Pedro Gil Iturbides – El futuro, visto desde el presente

Pedro Gil Iturbides – El futuro, visto desde el presente

Es sabido que varios diputados se opusieron a la aprobación del Presupuesto de Ingresos y Ley de Gastos Públicos para 1994, tal cual se envió al Congreso Nacional. Es decepcionante, empero, conocer las razones de tal oposición. Nunca llegó a considerarse el efecto sobre la economía popular de los impuestos insertos en ese proyecto de ley. Hemos sabido que las motivaciones radicaban en el interés de obtener más recursos para ese cuerpo legislativo.

Ocurre que ese órgano congresional no realiza inversiones reproductivas, ni tiene adscritos departamentos vinculados al gasto social. El objeto propio del Poder Legislativo, del cuál esa Cámara es una parte, se encuentra taxativamente definido en la Constitución de la República. Y si a ésta faltaren razones, la suya se encuentra meridianamente establecida en la doctrina que sustancia los Poderes del Estado Nacional o en la que explica el sistema de representación en las democracias.

He dicho que hace un siglo exactamente, el Presidente Carlos Morales Langüasco propuso que Estados Unidos de Norteamérica manejase el ingreso público corriente. En los que son prolegómenos de la Convención Dominico Americana, el mandatario explicó la enfermiza inclinación a producir asonadas para obtener el control de las colecturías fiscales. Las revoluciones, adujo, se pronuncian para lograr el dominio de las oficinas de recepción de recursos destinados al Estado Dominicano.

→ Datos proporcionados
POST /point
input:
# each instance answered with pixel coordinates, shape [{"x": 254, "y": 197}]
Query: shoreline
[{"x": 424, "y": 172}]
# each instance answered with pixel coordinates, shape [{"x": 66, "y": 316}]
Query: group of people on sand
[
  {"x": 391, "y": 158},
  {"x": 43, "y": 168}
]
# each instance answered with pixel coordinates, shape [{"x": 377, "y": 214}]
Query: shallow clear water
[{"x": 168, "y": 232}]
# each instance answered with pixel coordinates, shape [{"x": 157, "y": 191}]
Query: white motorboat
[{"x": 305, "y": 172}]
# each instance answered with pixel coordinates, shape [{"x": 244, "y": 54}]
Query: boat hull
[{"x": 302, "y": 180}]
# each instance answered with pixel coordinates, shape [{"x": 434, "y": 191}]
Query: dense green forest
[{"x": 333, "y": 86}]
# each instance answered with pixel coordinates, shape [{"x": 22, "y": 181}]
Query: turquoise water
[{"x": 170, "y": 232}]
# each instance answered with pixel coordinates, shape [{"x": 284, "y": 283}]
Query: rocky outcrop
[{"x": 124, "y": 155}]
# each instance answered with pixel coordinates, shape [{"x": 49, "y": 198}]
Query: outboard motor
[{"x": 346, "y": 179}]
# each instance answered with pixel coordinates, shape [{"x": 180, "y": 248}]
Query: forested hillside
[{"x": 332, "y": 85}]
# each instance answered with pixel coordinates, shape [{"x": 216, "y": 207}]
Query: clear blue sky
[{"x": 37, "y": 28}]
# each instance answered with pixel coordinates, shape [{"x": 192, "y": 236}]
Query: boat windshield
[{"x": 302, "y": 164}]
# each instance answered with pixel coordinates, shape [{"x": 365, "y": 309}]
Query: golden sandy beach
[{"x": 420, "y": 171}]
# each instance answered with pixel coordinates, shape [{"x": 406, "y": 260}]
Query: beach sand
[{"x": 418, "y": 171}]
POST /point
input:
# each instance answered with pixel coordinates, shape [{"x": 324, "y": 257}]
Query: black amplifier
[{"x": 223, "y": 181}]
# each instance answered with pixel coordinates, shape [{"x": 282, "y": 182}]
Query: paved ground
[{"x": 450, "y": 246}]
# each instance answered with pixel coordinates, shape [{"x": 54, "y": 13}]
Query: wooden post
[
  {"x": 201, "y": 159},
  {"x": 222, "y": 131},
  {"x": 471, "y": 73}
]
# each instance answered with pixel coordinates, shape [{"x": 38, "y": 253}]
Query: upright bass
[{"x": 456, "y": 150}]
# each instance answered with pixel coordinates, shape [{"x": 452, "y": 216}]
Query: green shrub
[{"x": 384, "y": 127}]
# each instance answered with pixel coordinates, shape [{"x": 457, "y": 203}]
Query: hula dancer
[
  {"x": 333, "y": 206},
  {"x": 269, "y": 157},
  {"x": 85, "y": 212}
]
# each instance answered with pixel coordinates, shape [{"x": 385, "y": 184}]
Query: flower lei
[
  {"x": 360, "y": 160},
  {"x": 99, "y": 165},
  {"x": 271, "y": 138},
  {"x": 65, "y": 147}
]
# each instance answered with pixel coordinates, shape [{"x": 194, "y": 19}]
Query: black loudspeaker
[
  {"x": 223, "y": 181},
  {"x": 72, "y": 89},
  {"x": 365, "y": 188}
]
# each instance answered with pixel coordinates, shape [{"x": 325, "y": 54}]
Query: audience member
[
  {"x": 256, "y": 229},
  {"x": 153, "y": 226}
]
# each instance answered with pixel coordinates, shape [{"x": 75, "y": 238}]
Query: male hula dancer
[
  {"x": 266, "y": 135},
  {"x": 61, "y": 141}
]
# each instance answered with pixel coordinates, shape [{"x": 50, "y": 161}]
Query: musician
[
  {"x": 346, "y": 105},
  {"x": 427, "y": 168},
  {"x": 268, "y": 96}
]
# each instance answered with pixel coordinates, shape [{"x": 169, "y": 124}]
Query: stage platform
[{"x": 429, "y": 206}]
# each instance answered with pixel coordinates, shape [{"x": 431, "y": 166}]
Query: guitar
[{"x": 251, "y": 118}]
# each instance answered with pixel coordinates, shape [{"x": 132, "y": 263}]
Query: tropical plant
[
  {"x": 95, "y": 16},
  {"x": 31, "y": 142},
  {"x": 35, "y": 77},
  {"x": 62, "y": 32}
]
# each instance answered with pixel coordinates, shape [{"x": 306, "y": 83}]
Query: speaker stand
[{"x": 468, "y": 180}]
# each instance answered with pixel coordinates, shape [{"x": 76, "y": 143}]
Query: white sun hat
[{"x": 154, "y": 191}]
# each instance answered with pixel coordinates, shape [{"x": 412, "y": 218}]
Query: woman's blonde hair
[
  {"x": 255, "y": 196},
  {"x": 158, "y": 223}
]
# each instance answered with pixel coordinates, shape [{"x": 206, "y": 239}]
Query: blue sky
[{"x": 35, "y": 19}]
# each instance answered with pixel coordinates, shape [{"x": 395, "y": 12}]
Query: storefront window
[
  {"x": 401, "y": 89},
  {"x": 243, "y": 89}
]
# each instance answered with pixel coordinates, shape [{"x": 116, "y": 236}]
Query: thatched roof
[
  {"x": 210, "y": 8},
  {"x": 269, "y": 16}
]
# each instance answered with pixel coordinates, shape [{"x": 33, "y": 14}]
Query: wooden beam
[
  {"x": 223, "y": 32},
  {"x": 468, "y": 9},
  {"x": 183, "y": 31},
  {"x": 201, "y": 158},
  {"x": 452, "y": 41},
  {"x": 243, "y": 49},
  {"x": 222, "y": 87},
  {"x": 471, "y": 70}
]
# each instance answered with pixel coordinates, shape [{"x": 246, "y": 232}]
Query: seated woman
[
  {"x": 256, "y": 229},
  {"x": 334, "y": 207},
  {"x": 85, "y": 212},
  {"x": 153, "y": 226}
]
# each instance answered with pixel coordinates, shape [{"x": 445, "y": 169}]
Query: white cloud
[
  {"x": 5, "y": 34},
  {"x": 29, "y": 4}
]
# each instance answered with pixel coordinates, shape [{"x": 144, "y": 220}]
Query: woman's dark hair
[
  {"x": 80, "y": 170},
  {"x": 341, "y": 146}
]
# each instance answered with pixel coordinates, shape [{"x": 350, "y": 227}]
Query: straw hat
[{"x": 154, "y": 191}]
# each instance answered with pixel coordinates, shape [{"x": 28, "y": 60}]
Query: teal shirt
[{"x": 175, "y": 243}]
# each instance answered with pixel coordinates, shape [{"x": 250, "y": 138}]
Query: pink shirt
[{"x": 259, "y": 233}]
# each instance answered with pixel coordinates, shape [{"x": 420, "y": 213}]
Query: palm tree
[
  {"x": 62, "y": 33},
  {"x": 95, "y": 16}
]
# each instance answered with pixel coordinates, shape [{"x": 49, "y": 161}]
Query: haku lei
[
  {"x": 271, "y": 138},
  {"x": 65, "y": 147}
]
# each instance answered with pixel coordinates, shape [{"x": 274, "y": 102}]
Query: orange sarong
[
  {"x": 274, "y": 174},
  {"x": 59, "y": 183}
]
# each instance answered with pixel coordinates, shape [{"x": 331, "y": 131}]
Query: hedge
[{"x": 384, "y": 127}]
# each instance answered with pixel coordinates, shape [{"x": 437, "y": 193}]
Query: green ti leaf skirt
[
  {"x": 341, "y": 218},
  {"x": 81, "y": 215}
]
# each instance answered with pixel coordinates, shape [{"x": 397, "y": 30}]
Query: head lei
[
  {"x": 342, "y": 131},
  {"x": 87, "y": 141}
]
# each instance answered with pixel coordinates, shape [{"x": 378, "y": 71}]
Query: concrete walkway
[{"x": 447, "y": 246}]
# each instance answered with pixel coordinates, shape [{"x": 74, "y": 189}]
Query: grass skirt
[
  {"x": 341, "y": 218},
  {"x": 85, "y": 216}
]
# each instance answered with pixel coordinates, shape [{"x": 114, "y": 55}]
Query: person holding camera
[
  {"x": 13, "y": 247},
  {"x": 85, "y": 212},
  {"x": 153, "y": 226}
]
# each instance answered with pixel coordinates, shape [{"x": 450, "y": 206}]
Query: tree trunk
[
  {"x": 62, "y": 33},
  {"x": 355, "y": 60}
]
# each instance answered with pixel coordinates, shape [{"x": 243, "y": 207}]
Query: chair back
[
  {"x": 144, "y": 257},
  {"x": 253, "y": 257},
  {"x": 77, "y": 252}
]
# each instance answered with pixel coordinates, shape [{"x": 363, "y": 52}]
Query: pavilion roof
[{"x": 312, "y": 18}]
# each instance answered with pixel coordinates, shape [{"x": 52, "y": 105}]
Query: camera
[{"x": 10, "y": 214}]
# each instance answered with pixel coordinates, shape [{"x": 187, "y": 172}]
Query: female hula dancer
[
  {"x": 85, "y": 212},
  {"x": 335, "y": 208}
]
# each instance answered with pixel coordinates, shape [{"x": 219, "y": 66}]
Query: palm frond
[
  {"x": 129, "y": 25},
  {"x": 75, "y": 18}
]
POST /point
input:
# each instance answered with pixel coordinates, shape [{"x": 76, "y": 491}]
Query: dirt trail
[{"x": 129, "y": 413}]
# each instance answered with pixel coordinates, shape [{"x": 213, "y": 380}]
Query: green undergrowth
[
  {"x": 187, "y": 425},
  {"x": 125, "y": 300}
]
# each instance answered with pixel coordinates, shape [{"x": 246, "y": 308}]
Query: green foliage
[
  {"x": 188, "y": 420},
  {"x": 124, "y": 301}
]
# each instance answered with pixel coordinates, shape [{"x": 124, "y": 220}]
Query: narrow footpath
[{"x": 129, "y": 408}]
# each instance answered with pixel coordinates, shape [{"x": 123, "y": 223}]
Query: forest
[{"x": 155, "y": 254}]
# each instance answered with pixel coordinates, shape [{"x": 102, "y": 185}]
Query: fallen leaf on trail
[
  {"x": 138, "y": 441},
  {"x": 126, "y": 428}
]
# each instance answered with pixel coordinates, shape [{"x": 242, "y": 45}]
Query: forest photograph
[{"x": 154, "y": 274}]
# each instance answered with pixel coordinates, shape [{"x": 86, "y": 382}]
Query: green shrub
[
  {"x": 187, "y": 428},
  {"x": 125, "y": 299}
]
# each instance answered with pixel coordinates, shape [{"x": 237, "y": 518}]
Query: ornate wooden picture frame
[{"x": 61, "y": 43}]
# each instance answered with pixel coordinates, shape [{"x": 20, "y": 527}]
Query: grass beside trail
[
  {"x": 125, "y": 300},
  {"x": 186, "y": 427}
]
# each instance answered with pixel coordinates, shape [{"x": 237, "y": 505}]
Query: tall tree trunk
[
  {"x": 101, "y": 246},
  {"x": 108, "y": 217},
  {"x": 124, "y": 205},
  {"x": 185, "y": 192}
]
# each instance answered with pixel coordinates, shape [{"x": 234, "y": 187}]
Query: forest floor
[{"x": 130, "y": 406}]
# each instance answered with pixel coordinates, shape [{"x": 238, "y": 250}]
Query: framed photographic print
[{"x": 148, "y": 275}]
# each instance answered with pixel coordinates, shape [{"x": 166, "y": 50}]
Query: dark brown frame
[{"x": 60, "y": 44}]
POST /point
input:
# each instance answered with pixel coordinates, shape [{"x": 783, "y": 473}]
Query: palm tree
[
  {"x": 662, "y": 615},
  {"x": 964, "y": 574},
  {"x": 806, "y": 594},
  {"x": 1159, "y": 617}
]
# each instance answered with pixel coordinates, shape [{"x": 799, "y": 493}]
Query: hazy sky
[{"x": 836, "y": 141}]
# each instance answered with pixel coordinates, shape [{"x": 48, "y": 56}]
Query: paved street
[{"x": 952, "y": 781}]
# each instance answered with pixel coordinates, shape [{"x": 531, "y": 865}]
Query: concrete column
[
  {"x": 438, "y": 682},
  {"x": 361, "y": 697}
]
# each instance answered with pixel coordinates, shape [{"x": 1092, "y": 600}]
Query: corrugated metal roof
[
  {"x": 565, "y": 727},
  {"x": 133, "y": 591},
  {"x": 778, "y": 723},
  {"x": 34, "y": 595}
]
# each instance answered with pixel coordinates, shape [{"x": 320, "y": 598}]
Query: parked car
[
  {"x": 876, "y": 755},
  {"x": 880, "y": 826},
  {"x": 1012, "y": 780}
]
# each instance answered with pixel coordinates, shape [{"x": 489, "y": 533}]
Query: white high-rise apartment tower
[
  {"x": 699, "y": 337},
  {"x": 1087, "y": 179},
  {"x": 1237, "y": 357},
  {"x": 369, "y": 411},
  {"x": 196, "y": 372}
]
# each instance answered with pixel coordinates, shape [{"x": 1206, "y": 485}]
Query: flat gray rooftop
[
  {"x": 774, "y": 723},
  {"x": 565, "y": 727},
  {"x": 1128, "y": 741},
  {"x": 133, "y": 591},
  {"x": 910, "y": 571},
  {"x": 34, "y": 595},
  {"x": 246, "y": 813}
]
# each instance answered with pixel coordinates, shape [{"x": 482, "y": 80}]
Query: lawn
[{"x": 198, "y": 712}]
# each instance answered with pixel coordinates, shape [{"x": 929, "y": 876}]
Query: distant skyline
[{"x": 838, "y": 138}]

→ Descripción de la tarea
Transcribe íntegro y sin ningún cambio el artículo «El futuro, visto desde el presente».

→ Resultado de la tarea
Pedro Gil Iturbides – El futuro, visto desde el presente

Pedro Gil Iturbides – El futuro, visto desde el presente

Es sabido que varios diputados se opusieron a la aprobación del Presupuesto de Ingresos y Ley de Gastos Públicos para 1994, tal cual se envió al Congreso Nacional. Es decepcionante, empero, conocer las razones de tal oposición. Nunca llegó a considerarse el efecto sobre la economía popular de los impuestos insertos en ese proyecto de ley. Hemos sabido que las motivaciones radicaban en el interés de obtener más recursos para ese cuerpo legislativo.

Ocurre que ese órgano congresional no realiza inversiones reproductivas, ni tiene adscritos departamentos vinculados al gasto social. El objeto propio del Poder Legislativo, del cuál esa Cámara es una parte, se encuentra taxativamente definido en la Constitución de la República. Y si a ésta faltaren razones, la suya se encuentra meridianamente establecida en la doctrina que sustancia los Poderes del Estado Nacional o en la que explica el sistema de representación en las democracias.

He dicho que hace un siglo exactamente, el Presidente Carlos Morales Langüasco propuso que Estados Unidos de Norteamérica manejase el ingreso público corriente. En los que son prolegómenos de la Convención Dominico Americana, el mandatario explicó la enfermiza inclinación a producir asonadas para obtener el control de las colecturías fiscales. Las revoluciones, adujo, se pronuncian para lograr el dominio de las oficinas de recepción de recursos destinados al Estado Dominicano.